▶ _WHAT TO DO_
- A) Can you transcribe the molecule-cleaning code excerpt, starting with "# Remove any" and going on through "X = np.array(data['Fingerprint'].tolist())"?
- B) Do the following statements agree with the molecule-cleaning code excerpt? For each, answer yes or no and quote the deciding words. (i) The function drops rows that lack a value in the 'InChi' column. (ii) The variable y is built from the 'Fingerprint' column. (iii) Invalid molecules are removed before any fingerprints are created.

▶ _EXERCISE PASSAGE_
########
After creating a set of fingerprints, we then remove any invalid molecules. 

In [8]:
# Remove empty rows
def clean_data(data):
    """Function cleans data (removes negative activities, removes empty cells) and returns X and y"""

    original_size = data["SMILES"].size

    # Remove any missing values
    data = data.dropna(subset=['SMILES'])
    data = data.dropna(subset=['InChi'])
    data = data.dropna(subset=['Activity'])
    data = data.dropna(subset=['Fingerprint'])

    # Define X, y
    X = np.array(data['Fingerprint'].tolist())
    y = data['Activity'].values

    # Check the difference between clean and unclean data
    final_size = data["SMILES"].size
    print(f"Original Dataset has {original_size} molecules")
########
▶ _THE DATA_
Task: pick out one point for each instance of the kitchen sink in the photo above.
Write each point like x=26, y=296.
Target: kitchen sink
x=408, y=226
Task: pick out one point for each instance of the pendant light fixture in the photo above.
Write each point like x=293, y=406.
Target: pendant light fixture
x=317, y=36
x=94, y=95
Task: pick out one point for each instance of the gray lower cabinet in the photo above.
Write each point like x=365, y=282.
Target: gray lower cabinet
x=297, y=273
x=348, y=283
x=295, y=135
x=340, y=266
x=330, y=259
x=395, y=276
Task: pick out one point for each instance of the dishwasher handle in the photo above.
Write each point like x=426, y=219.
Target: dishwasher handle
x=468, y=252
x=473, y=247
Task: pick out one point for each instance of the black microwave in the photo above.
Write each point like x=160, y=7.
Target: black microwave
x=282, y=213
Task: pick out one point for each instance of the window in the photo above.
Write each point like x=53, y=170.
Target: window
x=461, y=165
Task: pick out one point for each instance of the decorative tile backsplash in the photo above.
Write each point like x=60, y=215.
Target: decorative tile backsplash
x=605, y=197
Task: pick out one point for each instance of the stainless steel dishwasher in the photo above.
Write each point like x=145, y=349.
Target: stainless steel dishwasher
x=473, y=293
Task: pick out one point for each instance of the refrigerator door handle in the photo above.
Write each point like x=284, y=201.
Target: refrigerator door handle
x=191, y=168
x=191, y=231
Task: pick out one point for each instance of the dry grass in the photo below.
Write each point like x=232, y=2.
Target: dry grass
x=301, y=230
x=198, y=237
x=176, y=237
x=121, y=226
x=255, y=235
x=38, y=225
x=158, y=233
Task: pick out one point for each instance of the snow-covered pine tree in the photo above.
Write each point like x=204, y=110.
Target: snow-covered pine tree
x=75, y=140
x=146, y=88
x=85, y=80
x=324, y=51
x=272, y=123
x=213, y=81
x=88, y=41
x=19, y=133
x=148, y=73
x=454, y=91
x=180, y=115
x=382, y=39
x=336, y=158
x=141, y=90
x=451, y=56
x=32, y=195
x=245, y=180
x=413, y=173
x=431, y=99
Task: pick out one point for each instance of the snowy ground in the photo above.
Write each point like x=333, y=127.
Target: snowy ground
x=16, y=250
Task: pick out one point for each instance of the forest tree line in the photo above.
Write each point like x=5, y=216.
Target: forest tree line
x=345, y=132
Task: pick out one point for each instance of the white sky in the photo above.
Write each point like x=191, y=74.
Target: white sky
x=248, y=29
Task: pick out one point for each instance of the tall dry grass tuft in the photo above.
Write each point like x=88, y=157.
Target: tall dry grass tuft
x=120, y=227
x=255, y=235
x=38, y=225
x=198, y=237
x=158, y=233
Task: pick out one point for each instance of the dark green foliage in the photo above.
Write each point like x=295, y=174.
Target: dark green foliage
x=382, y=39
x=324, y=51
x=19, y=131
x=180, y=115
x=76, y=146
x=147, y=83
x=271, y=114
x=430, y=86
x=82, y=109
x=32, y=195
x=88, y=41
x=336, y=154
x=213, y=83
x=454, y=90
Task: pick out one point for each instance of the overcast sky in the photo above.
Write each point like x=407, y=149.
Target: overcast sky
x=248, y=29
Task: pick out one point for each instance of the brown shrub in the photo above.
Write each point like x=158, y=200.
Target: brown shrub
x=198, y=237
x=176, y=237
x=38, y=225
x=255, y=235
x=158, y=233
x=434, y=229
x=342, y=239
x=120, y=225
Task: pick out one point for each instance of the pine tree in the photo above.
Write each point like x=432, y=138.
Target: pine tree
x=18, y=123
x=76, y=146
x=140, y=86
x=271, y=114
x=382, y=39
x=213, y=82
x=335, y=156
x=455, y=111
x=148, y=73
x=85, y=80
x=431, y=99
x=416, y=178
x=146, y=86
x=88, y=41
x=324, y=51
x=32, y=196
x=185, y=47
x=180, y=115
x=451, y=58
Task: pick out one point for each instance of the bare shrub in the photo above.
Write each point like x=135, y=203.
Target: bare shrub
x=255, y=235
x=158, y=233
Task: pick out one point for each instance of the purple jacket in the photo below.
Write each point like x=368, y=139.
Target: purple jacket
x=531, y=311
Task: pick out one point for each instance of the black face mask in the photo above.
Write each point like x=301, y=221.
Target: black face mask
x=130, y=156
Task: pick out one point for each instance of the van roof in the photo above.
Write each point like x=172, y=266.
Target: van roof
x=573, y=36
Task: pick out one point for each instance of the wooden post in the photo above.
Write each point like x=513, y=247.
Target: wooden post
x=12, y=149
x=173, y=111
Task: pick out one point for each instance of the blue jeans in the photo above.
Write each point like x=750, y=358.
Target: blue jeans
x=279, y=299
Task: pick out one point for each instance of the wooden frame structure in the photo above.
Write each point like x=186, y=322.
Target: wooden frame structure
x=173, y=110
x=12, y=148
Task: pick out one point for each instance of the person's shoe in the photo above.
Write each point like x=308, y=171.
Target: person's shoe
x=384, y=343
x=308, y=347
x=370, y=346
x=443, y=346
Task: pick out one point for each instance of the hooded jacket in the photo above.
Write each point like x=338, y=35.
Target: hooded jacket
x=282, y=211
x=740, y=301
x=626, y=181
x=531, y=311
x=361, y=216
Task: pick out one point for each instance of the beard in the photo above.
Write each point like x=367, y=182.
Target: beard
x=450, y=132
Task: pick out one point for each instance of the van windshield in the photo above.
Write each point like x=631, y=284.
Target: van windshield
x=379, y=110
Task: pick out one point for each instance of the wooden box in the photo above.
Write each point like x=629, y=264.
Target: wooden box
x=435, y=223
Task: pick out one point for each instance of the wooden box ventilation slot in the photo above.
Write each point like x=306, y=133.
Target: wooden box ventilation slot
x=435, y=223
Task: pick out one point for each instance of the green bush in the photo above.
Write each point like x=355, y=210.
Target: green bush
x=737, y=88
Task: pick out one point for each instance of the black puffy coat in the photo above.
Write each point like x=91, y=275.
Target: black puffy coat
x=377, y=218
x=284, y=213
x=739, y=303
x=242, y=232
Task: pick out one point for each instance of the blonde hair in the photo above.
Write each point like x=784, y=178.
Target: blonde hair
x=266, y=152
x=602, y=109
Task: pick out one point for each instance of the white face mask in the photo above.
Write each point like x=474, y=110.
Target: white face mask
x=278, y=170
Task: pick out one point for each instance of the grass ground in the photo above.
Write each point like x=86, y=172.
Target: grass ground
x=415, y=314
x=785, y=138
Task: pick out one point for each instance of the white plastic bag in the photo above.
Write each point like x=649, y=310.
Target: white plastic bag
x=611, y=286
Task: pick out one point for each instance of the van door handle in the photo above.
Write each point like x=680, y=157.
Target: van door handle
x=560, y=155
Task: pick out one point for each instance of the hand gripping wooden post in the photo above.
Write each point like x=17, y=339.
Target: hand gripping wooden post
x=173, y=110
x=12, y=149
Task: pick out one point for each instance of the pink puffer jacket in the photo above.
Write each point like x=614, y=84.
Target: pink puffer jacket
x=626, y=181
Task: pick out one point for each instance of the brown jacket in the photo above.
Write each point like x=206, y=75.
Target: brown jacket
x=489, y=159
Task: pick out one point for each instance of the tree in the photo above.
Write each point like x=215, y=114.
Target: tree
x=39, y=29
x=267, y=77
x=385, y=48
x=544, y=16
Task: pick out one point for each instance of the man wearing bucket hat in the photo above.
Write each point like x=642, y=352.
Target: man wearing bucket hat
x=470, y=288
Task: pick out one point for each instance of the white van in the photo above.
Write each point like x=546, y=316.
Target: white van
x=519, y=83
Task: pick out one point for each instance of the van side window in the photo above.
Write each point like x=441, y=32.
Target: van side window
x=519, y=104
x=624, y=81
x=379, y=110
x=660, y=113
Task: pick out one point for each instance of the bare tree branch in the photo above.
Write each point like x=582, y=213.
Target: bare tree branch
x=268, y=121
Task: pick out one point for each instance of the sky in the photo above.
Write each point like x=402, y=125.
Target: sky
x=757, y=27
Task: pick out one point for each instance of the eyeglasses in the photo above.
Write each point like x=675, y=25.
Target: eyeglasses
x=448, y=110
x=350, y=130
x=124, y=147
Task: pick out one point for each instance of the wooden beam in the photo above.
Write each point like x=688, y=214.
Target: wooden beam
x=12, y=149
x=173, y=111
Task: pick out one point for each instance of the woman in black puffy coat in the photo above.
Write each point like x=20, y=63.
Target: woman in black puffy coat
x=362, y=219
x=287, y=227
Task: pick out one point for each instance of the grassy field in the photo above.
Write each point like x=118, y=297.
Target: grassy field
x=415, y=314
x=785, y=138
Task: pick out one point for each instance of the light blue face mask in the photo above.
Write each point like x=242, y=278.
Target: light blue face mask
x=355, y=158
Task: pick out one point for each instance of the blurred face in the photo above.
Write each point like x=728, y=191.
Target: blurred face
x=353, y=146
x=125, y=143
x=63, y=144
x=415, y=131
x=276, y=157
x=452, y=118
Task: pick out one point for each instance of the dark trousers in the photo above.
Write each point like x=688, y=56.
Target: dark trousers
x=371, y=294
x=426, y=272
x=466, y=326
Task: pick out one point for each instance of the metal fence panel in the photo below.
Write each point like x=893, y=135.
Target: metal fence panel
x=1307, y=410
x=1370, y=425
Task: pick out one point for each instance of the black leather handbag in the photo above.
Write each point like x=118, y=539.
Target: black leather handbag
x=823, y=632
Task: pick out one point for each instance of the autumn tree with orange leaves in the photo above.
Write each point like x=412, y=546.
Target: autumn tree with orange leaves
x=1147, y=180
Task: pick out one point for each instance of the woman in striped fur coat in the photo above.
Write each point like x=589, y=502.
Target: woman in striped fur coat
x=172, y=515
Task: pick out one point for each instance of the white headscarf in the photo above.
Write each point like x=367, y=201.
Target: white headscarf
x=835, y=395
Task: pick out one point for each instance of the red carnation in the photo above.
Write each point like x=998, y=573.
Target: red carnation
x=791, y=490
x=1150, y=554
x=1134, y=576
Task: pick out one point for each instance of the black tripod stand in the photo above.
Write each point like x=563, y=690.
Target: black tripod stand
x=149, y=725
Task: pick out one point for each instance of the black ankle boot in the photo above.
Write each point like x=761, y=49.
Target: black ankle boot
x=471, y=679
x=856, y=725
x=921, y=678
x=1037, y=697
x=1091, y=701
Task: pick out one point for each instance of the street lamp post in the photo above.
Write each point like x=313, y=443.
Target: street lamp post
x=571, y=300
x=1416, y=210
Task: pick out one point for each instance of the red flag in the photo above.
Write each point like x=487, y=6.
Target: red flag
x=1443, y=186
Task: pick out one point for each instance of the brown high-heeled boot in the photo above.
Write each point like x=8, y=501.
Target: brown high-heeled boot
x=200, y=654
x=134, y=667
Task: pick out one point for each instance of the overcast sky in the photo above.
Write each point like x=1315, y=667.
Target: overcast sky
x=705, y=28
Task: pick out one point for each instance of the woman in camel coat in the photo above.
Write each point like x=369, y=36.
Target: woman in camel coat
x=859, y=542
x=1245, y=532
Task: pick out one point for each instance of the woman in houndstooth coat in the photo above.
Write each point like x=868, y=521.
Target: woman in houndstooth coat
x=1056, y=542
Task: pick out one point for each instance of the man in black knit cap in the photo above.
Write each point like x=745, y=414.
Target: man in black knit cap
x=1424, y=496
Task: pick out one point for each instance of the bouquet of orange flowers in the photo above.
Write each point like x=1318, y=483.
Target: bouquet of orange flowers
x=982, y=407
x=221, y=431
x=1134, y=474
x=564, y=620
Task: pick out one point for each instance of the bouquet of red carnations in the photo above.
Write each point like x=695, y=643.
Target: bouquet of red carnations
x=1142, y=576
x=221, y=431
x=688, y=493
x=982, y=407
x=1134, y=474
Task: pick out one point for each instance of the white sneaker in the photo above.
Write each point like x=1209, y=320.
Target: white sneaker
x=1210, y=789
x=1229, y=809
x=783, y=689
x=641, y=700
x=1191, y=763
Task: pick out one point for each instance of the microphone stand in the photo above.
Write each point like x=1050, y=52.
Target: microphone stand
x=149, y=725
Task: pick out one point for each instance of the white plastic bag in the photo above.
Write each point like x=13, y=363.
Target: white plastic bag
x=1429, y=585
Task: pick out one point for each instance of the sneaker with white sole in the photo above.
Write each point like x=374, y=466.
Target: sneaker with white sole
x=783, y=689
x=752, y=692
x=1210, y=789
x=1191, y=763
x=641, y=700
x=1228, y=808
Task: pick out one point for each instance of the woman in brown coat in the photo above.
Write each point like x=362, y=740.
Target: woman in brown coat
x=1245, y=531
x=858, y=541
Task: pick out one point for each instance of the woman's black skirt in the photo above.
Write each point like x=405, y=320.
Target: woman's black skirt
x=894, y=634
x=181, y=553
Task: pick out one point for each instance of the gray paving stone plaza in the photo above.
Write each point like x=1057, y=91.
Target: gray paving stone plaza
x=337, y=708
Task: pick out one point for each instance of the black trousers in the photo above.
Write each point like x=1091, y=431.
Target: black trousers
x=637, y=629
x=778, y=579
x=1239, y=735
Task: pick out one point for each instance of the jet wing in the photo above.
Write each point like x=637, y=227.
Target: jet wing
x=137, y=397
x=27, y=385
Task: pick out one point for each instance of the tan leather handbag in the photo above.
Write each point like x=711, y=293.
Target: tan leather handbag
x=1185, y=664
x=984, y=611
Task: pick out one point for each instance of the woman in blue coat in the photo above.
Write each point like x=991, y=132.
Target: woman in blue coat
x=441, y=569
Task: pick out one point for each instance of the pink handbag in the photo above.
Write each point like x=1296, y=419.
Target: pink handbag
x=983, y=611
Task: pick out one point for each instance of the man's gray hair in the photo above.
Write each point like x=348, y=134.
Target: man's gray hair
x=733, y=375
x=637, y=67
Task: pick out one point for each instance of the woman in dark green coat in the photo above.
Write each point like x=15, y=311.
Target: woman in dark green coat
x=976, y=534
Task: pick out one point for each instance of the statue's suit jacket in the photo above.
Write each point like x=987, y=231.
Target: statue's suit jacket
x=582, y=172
########
▶ _ANSWERS FOR THE EXERCISE_
- A)
# Remove any missing values
    data = data.dropna(subset=['SMILES'])
    data = data.dropna(subset=['InChi'])
    data = data.dropna(subset=['Activity'])
    data = data.dropna(subset=['Fingerprint'])

    # Define X, y
    X = np.array(data['Fingerprint'].tolist())

- B)
(i) Yes: "data = data.dropna(subset=['InChi'])"
(ii) No: "y = data['Activity'].values"
(iii) No: "After creating a set of fingerprints, we then remove any invalid molecules."